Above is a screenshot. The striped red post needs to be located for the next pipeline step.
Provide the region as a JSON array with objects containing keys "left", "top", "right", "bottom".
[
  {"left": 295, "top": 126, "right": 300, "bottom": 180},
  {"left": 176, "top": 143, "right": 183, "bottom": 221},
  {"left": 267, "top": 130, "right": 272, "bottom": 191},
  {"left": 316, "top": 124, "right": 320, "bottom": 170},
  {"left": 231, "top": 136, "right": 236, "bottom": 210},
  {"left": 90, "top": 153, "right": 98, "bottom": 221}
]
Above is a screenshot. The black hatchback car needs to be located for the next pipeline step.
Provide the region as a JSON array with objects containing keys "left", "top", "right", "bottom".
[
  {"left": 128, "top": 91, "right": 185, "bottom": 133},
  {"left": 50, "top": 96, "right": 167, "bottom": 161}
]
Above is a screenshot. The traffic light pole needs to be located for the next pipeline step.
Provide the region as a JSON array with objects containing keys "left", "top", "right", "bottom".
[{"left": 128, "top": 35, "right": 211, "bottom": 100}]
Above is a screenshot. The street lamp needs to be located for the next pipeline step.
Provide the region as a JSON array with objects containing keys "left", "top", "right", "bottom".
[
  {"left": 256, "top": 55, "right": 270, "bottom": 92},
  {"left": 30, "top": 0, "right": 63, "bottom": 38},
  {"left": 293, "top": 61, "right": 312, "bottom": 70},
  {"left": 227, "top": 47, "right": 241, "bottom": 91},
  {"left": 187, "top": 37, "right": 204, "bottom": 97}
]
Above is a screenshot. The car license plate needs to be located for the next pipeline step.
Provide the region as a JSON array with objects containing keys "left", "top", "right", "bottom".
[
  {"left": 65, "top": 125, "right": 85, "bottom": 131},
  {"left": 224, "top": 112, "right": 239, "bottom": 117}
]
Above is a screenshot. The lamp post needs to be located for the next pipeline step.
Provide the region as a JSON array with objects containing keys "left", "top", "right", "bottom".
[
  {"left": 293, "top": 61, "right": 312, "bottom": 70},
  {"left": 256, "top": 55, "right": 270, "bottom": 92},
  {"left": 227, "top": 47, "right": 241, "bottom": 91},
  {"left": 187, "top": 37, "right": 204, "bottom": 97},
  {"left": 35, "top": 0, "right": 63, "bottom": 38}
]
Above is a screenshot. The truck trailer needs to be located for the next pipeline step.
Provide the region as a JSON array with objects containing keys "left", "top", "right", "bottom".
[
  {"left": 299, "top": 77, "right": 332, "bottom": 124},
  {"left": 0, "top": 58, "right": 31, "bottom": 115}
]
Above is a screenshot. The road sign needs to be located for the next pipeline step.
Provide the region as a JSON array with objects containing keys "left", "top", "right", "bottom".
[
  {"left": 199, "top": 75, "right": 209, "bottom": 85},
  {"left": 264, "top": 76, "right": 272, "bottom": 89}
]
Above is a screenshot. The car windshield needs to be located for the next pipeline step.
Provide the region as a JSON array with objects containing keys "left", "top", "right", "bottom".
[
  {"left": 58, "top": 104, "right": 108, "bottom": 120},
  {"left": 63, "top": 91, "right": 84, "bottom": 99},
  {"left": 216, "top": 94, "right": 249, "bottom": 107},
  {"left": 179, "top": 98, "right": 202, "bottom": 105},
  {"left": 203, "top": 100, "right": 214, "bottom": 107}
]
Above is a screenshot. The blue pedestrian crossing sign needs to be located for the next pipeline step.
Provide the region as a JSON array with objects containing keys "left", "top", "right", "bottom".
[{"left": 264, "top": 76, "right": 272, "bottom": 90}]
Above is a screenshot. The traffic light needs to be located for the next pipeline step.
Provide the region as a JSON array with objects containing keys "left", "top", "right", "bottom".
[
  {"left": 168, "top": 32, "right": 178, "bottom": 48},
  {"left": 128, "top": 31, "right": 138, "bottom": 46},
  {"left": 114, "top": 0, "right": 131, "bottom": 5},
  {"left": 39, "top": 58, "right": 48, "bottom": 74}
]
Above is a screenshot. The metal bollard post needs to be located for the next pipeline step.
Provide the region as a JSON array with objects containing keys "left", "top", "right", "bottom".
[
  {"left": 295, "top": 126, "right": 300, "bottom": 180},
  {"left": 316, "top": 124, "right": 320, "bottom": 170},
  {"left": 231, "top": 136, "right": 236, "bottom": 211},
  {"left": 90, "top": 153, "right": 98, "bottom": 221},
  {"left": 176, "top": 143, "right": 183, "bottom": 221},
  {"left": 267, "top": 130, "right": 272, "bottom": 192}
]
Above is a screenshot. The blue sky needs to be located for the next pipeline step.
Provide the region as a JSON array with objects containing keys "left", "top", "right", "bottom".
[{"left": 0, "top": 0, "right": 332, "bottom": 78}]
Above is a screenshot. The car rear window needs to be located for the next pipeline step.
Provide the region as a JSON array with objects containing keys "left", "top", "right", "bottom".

_What you will do_.
Edit the part that opens with the line containing "Above is a screenshot. The car rear" and runs to the end of the records, replacing "rear window" with "front windshield" and keeping everything else the same.

_Result below_.
Above is a screenshot. The car front windshield needs to be located for the next pipeline step.
Provide the region as a JSON array with objects containing keys "left", "top", "right", "bottom".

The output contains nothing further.